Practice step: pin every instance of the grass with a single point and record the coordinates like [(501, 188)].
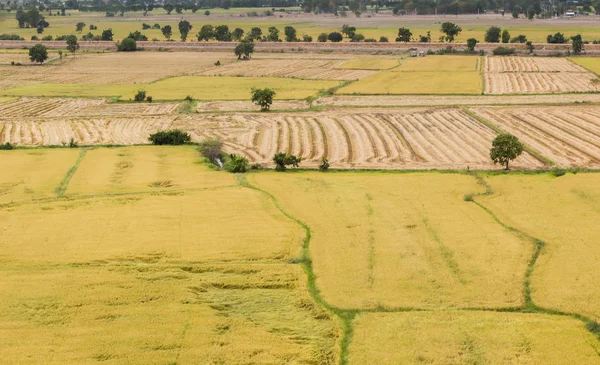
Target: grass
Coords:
[(448, 63), (177, 88), (471, 338), (424, 83), (369, 64), (560, 212), (428, 254), (34, 174)]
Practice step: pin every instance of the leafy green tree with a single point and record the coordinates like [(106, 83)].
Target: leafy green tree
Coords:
[(283, 160), (72, 44), (273, 35), (184, 29), (127, 45), (471, 43), (404, 35), (505, 36), (211, 148), (237, 34), (451, 30), (38, 53), (236, 164), (107, 35), (290, 34), (255, 34), (505, 148), (492, 35), (167, 32), (244, 49), (263, 97), (206, 33), (222, 33), (556, 38), (577, 43), (335, 37), (348, 31)]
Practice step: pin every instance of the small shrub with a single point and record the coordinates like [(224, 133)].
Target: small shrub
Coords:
[(173, 137), (7, 146), (140, 96), (503, 51), (210, 148), (236, 164), (324, 166)]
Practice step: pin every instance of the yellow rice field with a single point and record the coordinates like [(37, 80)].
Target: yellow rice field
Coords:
[(403, 240), (417, 82), (561, 212), (471, 338)]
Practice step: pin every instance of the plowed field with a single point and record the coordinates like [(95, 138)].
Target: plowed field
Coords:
[(569, 136)]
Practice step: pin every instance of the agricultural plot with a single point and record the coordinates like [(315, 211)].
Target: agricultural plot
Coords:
[(562, 212), (471, 338), (369, 64), (143, 168), (526, 75), (569, 136), (435, 251), (177, 88), (417, 138), (302, 69), (416, 82), (33, 174), (443, 63)]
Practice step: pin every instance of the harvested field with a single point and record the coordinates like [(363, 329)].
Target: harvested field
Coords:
[(562, 212), (569, 136), (434, 251), (443, 63), (527, 75), (530, 64), (427, 83), (370, 64), (57, 131), (471, 338), (238, 105), (302, 69), (425, 100), (33, 174), (589, 63), (409, 138), (538, 82), (177, 88)]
• • •
- What you need to do
Wherever a picture appears in the records above, skip it and retype everything else exactly.

- Exercise result
Practice step: pin every instance of the grass with a single point and record the coordinates like [(501, 188)].
Target: grass
Coords:
[(448, 63), (177, 88), (471, 338), (424, 83), (369, 64), (560, 212), (428, 254), (34, 174)]
Practice step: pin every instance of the leafy green tree with a single point and record the coordinates like [(106, 83)].
Target: leafy green tree
Coords:
[(283, 160), (72, 44), (273, 35), (184, 29), (127, 45), (471, 43), (404, 35), (505, 36), (211, 148), (237, 34), (451, 30), (38, 53), (236, 164), (107, 35), (290, 34), (255, 34), (505, 148), (492, 35), (167, 32), (244, 49), (263, 97), (206, 33), (222, 33), (556, 38), (577, 43), (335, 37), (348, 31)]
Practice step: pin every instance of the small shrub with a single point and record the coordinates like [(224, 133)].
Target: small shrub
Coords:
[(173, 137), (7, 146), (140, 96), (503, 51), (210, 148), (236, 164), (324, 166)]
Practice step: pin every instance of the yellow rice field with a single point and record the coordinates like [(37, 80)].
Target: yellow rice field
Coords:
[(403, 240), (417, 82), (561, 212), (471, 338)]
Practice step: pin every instance of the plowed field with a single point and record the coordinates like [(95, 138)].
Target: plowed field
Coords:
[(569, 136)]
Practice step: pin every instance of the agricultural plot with a single point and record the coordinates like [(315, 211)].
Target: agricultural plot
Coords:
[(562, 212), (471, 338), (369, 64), (143, 168), (526, 75), (569, 136), (435, 251), (177, 88), (417, 138), (302, 69), (416, 82), (33, 174), (443, 63)]
Practice step: pin every instance of the harvested field with a single point and record the coordinates like [(363, 329)].
Target: harvested field
Coords:
[(562, 212), (569, 136), (434, 251), (443, 63), (527, 75), (530, 64), (427, 83), (370, 64), (57, 131), (471, 338), (238, 105), (302, 69), (425, 100), (33, 174), (589, 63), (409, 138), (538, 82), (177, 88)]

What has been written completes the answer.